*Article*
++++++++
Scala & Kudu

Adapted from here

Part 0: Kerberos & Spark-Shell

This part only applies if you are using a kerberos enabled spark & kudu system. Use $ kinit user to gain permission with your ticket-granting ticket (TGT). You will then be prompted to enter your password. Check using $klist to see if the TGT is there.

To start up the spark-shell, use the following command:

spark2-shell \
  --packages org.apache.kudu:kudu-spark2_2.11:1.6.0 \
  --conf spark.driver.allowMultipleContexts=true

That will automatically import certain dependencies.

Part 1: Setting Up the Table

Step 0: If table is already setup

If the table is setup and you are in a new spark session, you don't need to finish all of Part 1 to move on. You only need to do steps 1, 2, 3, and 4. Then move on.

Step 1: Import dependencies

Import all the following dependences to create be able to create a table:

import scala.collection.JavaConverters._
import org.apache.spark._
import org.apache.spark.SparkContext._
import org.apache.kudu.spark.kudu._
import org.apache.spark.sql.types.StructType
import org.apache.spark.sql.types.StructField
import org.apache.spark.sql.types.StringType
import org.apache.spark.sql.types.IntegerType
import org.apache.kudu.client.CreateTableOptions

Step 2: Set up Kudu masters (1 master)

If there is only 1 master, replace the kudu-master-dns with the IP, and the kudu-master-port should be the port (usually 7051. If you have more than one master, look at the alternate steps below Step 3.

val master = "kudu-master-dns:kudu-master-port"

If you are using Cazena, it will look something like this:

val master = "ip-10-134-55-734.cazena.internal:7051"

If there are more than 1 masters than create multiple variables like below, replacing # with a different number for each master

val master# = "ip-##-###-##-###.port:%%%%"

Step 3: Create A KuduContext (1 master)

val kuduContext = new KuduContext(master, sc)

Alternate for 1+ Masters (Steps 2-3)

Set up the kudu masters. Include all of the masters in the Seq(master1, master2,...)

val kuduMasters = Seq(master1, master2, ...).mkString(",")

Next create a KuduContext:

val kuduContext = new KuduContext(kuduMasters)

Continue as normal

Step 4: Create the kudu table's name

Insert the name of the table in insert-name-here

var kuduTableName = "insert-name-here"

Optional Step 4.5: Check for exisiting table

Check if the table already exists, and if so delete it

if (kuduContext.tableExists(kuduTableName)) {

Step 5: Create the schema

Enter as many fields as needed. The format is name, type, nullable?. Types are SQL types and need to be imported individually. You can find a list of DataTypes here. You can import these by running import org.apache.spark.sql.types.TYPE

val kuduTableSchema = StructType(
    StructField("name", StringType, false) ::
    StructField("age", IntegerType, true) ::
    StructField("city", StringType, true) :: Nil)

The Nil means that the value will be empty when nothing is provided

Step 6: Define the primary key

The primary key matches one of the names in the schema

val kuduPrimaryKey = Seq("name")
++++++++
*Recorded information*

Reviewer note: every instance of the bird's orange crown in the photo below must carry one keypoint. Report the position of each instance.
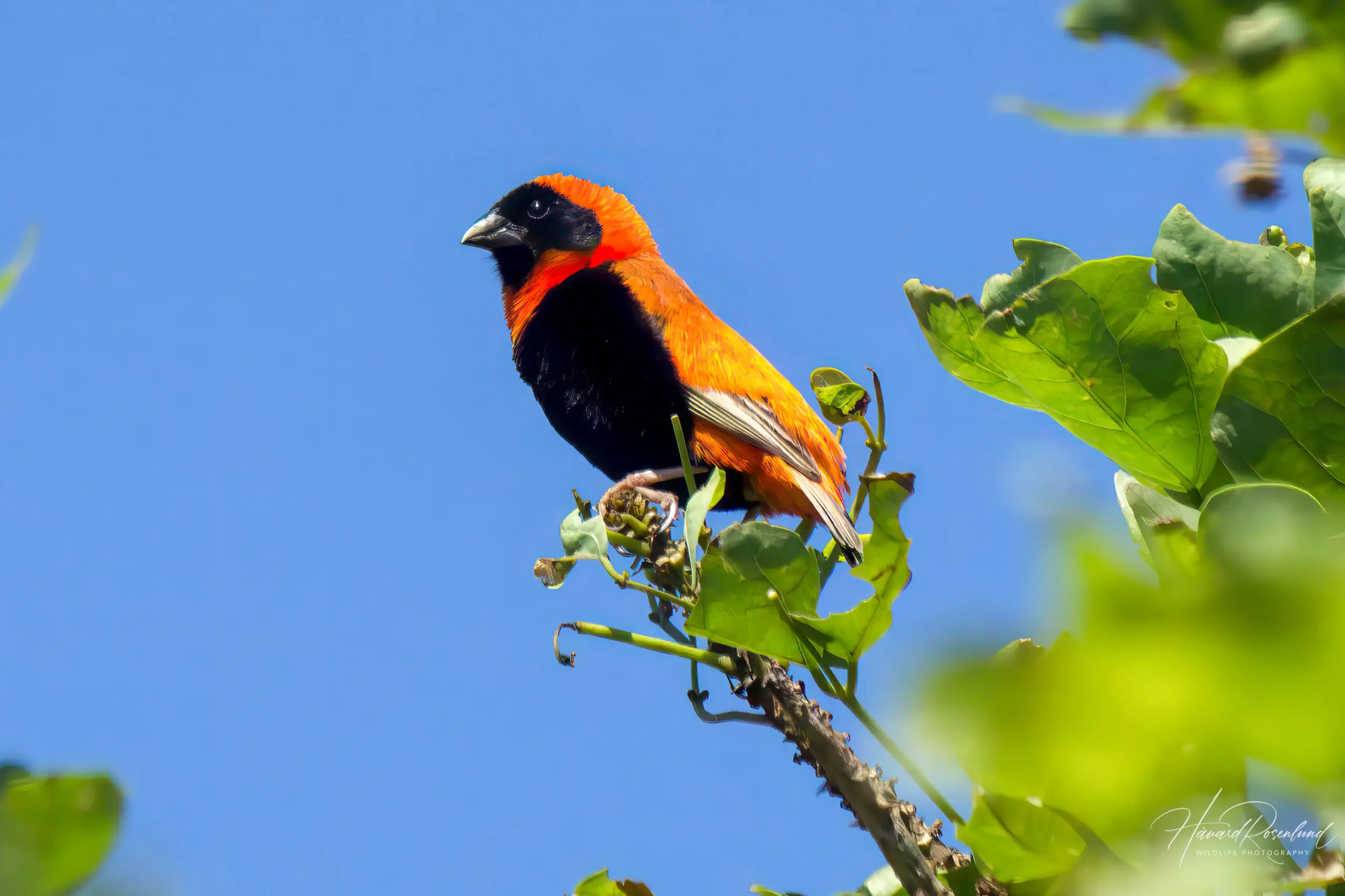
(625, 232)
++++++++
*Prompt*
From the Scala and Kudu guide, set down word for word the passage starting with "If there is" and going on through "below Step 3.". Leave the material aside; it has no role here.

*Task output*
If there is only 1 master, replace the kudu-master-dns with the IP, and the kudu-master-port should be the port (usually 7051. If you have more than one master, look at the alternate steps below Step 3.